Exercise brief:
Do the following statements agree with the Spirit X3 question below? For each, answer yes or no and quote the deciding words of that text exactly. (a) The writer wants control over how attributes are stored into STL containers. (b) The utility code is meant to go in a file named utility.hpp. (c) The utility header was based on an answer by Howard Hinnant.

Search code examples
c++boostboost-spiritboost-spirit-x3

Spirit X3, How to get attribute type to match rule type?


For the development of Spirit X3 parser I want to use semantic actions(footnote 1). It is important for me to be in control of how to store attributes into STL containers.

This question is about how to control that the parser attribute: _attr( ctx ) match the rule type: _val( ctx ) so that it can be assigned properly. Maybe this question boils down to how to apply the undocumented transform_attribute feature. But please read with me to see if that is actually the thing that solves it for me in the example code.

Printing types of objects/variables

What I found very useful is the ability to print the type of _attr( ctx ) and _val( ctx ) in an semantic action, when I am experimenting with different grammar expressions.

So based on the answer of Howard Hinnant, I wrote a utility header file to provide facilities like this according to my preferences.

code below is to be put in a file named utility.h

#include <string>
#include <type_traits>
#include <typeinfo>
#include <cxxabi.h>

namespace utility
{

template<typename T>
std::string type2string()
{
  std::string r;
  typedef typename std::remove_reference<T>::type TR;

  std::string space = "";
  if ( std::is_const<TR>::value )
    { r = "const"; space = " "; }
  if ( std::is_volatile<TR>::value )
    { r += space + " volatile"; space = " "; }

  int status;
  char* demangled =
    abi::__cxa_demangle( typeid(TR).name(), nullptr, nullptr, &status );
  switch ( status )

Record excerpts:
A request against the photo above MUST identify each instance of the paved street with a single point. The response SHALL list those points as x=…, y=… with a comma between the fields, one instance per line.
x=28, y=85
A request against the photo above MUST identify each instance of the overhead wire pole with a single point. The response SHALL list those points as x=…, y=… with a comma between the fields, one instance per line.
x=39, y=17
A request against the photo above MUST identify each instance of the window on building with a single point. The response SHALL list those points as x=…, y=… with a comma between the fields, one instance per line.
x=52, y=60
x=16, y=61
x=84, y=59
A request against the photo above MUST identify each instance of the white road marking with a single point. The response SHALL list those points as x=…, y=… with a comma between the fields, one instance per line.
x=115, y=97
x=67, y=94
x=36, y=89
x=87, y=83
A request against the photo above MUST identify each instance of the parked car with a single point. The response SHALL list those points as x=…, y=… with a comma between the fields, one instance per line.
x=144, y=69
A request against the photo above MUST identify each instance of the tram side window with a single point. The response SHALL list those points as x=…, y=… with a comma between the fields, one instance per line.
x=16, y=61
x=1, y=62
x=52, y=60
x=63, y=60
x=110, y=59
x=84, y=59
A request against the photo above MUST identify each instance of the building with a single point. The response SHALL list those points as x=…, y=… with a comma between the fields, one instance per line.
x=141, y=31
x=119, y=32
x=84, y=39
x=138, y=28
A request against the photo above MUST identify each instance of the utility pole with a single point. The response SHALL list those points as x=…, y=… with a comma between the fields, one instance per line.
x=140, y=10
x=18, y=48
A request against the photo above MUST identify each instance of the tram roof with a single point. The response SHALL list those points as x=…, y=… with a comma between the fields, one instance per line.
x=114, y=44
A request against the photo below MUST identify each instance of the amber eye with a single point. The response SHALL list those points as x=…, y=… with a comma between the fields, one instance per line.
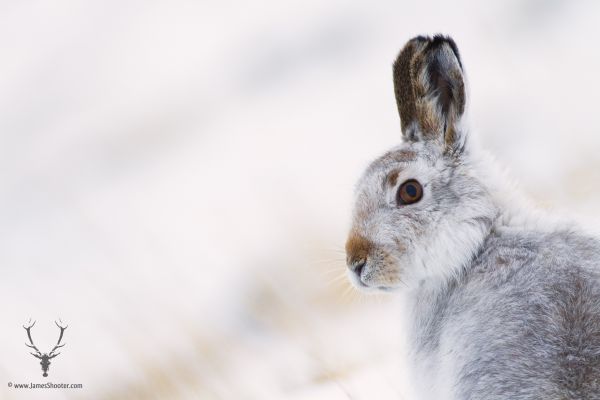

Solution to this exercise:
(a) Yes: "It is important for me to be in control of how to store attributes into STL containers."
(b) No: "code below is to be put in a file named utility.h"
(c) Yes: "So based on the answer of Howard Hinnant, I wrote a utility header file"